Text to read:
______________________________

When attempting to bring segments up with gprecoverseg, it fails and gives an error message.
', stderr='/bin/tar: ./pg_log/gpdb-2017-02-17_000000.csv: file changed as we read it.
End of gprecoverseg output:
20170217:10:47:14:155568 gprecoverseg:dc1prsahdmn04:gpadmin-[CRITICAL]:-Error occurred: non-zero rc: 1
Command was: 'ssh -o 'StrictHostKeyChecking no' dc1prsahddn03.es.ad.adp.com ". /usr/local/hawq/./greenplum_path.sh; /bin/tar cvPf /tmp/hawq_template20170217_103318 --exclude=pgsql_tmp -C /hdfs1/primary/gpseg6 ."'
./pg_log/gpdb-2017-02-10_000000.csv ... ...
', stderr='/bin/tar: ./pg_log/gpdb-2017-02-17_000000.csv: file changed as we read it
On HAWQ 1.x, the gprecoverseg builds and packages the DB template from another segment so it can be used to recover the down segment(s). It does not expect any of the files to be updated while it is building it (including the log files). But if a file is updated, then it will fail to complete the template build.
- Go to the segment that is building the template on (gpseg6 in the above example).
- Check the size of the segment directory - "du -sh /hdfs1/primary/gpseg6"
- If it is larger than 500MB, check the log files.
- If there are large log files, move them aside to a location outside the segment directory. DO NOT move the current day log file.
- Once the segment directory size is decreased, try gprecoverseg again. With a smaller template to package, it might complete before the log file is updated again.
- If it fails again, check the log file that is reported in the error and see what is streaming in it.
- Fix the issue that is streaming.

______________________________

Request 1: Turn the part of the listing that opens with the line containing "Would you mind marking the lime" and runs through the last line of the listing into a Markdown table with the columns Row and Line, leaving out blank lines.
The gprecoverseg text and the listing have nothing to do with each other.

Source data:

______________________________

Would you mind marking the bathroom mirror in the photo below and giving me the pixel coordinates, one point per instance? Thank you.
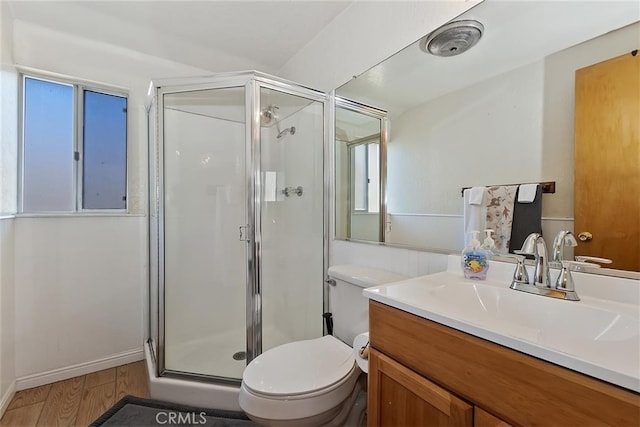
(360, 169)
(500, 113)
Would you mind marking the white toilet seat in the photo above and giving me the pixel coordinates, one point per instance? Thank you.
(308, 378)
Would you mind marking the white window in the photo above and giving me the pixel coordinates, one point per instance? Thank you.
(74, 147)
(366, 182)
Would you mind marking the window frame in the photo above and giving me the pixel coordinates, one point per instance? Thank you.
(351, 146)
(79, 88)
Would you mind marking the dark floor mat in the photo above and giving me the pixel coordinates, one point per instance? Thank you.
(137, 412)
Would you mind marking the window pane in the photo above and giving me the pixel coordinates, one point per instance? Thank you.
(360, 178)
(48, 147)
(104, 183)
(373, 174)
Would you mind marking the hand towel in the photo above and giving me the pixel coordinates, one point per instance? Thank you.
(527, 193)
(476, 195)
(527, 218)
(500, 201)
(475, 216)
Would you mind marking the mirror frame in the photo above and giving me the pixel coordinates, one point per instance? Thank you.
(356, 107)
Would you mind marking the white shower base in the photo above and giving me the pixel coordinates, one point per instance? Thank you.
(210, 356)
(187, 392)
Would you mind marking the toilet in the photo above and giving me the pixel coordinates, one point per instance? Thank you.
(316, 382)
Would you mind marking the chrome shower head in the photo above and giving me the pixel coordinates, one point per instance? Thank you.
(291, 131)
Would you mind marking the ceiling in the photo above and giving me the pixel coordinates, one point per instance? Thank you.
(221, 35)
(516, 33)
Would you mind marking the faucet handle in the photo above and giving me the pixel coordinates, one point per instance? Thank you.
(584, 258)
(520, 274)
(565, 281)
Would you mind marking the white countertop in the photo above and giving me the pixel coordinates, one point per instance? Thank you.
(594, 336)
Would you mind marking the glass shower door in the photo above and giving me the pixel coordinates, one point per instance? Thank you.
(204, 206)
(292, 217)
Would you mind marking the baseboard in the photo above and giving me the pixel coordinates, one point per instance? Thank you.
(6, 398)
(60, 374)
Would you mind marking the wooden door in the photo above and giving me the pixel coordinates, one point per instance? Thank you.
(400, 397)
(607, 160)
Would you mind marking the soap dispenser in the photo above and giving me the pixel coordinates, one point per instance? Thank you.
(489, 245)
(474, 259)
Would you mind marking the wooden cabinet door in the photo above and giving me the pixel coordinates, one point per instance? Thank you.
(607, 161)
(400, 397)
(482, 418)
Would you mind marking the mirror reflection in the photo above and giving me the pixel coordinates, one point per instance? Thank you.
(505, 112)
(360, 147)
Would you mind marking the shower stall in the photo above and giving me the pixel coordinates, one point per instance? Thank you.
(238, 228)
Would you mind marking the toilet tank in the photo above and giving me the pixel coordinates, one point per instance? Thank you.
(349, 308)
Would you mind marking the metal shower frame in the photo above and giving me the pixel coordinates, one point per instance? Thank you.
(252, 82)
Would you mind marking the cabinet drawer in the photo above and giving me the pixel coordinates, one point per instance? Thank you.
(520, 389)
(404, 398)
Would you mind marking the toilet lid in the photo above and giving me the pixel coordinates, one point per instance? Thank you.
(299, 367)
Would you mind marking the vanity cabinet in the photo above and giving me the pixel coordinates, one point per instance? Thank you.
(423, 373)
(405, 398)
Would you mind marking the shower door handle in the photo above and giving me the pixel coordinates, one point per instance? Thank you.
(243, 233)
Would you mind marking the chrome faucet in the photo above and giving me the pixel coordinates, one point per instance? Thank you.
(540, 284)
(562, 239)
(534, 245)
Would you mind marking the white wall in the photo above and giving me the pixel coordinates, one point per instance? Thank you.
(8, 174)
(79, 285)
(81, 281)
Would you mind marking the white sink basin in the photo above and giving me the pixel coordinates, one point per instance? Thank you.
(594, 336)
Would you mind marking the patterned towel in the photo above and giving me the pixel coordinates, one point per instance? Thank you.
(500, 200)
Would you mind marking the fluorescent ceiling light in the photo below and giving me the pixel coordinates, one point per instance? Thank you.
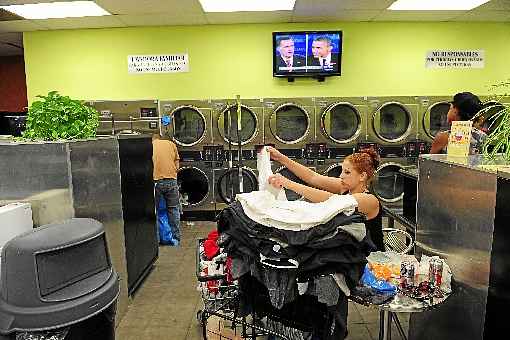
(72, 9)
(436, 5)
(247, 5)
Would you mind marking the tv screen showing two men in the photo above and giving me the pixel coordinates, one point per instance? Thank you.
(307, 53)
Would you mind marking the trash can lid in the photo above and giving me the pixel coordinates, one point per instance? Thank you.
(55, 275)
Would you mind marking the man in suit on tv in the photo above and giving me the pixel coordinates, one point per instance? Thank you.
(321, 54)
(286, 57)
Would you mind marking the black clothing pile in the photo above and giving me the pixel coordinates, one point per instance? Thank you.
(269, 263)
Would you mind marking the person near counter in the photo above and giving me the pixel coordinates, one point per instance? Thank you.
(358, 171)
(165, 158)
(463, 107)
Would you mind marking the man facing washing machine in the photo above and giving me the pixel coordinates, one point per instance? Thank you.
(165, 158)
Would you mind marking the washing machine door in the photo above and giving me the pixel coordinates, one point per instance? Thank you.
(392, 122)
(189, 125)
(228, 184)
(334, 170)
(249, 125)
(193, 185)
(490, 120)
(435, 118)
(389, 184)
(289, 123)
(341, 122)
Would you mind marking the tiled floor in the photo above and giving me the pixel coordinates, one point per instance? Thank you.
(165, 307)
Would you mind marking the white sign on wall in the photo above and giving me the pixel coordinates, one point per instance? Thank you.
(455, 59)
(162, 63)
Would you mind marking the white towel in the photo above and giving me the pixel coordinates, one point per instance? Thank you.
(264, 169)
(262, 207)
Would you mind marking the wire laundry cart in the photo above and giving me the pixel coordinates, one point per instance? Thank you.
(221, 297)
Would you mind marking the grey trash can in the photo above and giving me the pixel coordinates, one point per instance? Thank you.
(58, 279)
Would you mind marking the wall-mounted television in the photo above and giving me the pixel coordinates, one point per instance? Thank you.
(307, 54)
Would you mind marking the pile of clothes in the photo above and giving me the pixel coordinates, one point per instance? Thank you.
(292, 265)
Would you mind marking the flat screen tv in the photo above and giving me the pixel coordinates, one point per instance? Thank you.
(307, 54)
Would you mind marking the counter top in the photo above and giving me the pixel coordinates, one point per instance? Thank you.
(410, 172)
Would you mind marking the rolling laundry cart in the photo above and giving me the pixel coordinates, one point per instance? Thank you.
(221, 317)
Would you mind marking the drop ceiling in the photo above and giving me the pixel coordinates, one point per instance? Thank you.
(128, 13)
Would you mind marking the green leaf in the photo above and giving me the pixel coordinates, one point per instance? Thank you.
(60, 117)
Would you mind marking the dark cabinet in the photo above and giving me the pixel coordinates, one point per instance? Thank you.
(135, 153)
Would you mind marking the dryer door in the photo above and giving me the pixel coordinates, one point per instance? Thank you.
(193, 185)
(228, 183)
(392, 122)
(249, 125)
(389, 185)
(341, 122)
(189, 125)
(290, 123)
(435, 119)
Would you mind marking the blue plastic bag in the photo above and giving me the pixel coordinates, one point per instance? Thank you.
(165, 233)
(369, 280)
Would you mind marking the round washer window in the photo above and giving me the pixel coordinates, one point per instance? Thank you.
(391, 122)
(248, 124)
(341, 122)
(189, 125)
(389, 186)
(193, 185)
(291, 123)
(228, 184)
(437, 118)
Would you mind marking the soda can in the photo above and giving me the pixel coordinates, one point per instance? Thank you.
(406, 274)
(435, 273)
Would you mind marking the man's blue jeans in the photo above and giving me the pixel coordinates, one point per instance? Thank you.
(168, 189)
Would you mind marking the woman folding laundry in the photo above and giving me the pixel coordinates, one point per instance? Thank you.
(358, 171)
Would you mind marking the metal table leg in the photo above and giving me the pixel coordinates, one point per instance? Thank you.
(385, 325)
(399, 326)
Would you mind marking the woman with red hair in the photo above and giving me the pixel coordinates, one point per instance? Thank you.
(358, 170)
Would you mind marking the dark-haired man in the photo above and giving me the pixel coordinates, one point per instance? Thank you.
(165, 159)
(286, 57)
(321, 53)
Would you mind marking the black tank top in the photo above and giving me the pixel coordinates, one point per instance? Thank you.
(374, 228)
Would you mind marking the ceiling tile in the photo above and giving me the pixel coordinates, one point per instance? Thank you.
(151, 6)
(14, 38)
(7, 50)
(481, 15)
(417, 15)
(163, 19)
(20, 26)
(78, 23)
(248, 17)
(344, 15)
(498, 5)
(311, 7)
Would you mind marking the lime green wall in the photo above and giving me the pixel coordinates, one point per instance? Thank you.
(225, 60)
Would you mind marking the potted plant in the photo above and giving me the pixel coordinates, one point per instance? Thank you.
(63, 171)
(497, 115)
(58, 117)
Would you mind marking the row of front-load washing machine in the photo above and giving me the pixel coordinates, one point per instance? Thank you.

______________________________

Request 2: According to the gprecoverseg text, above what size of the segment directory should the log files be checked?

Worked answer 1:
| Row | Line |
|---|---|
| 1 | Would you mind marking the lime green wall in the photo above and giving me the pixel coordinates, one point per instance? Thank you. |
| 2 | (225, 60) |
| 3 | Would you mind marking the potted plant in the photo above and giving me the pixel coordinates, one point per instance? Thank you. |
| 4 | (63, 171) |
| 5 | (497, 115) |
| 6 | (58, 117) |
| 7 | Would you mind marking the row of front-load washing machine in the photo above and giving me the pixel coordinates, one point per instance? Thank you. |

Worked answer 2: 500MB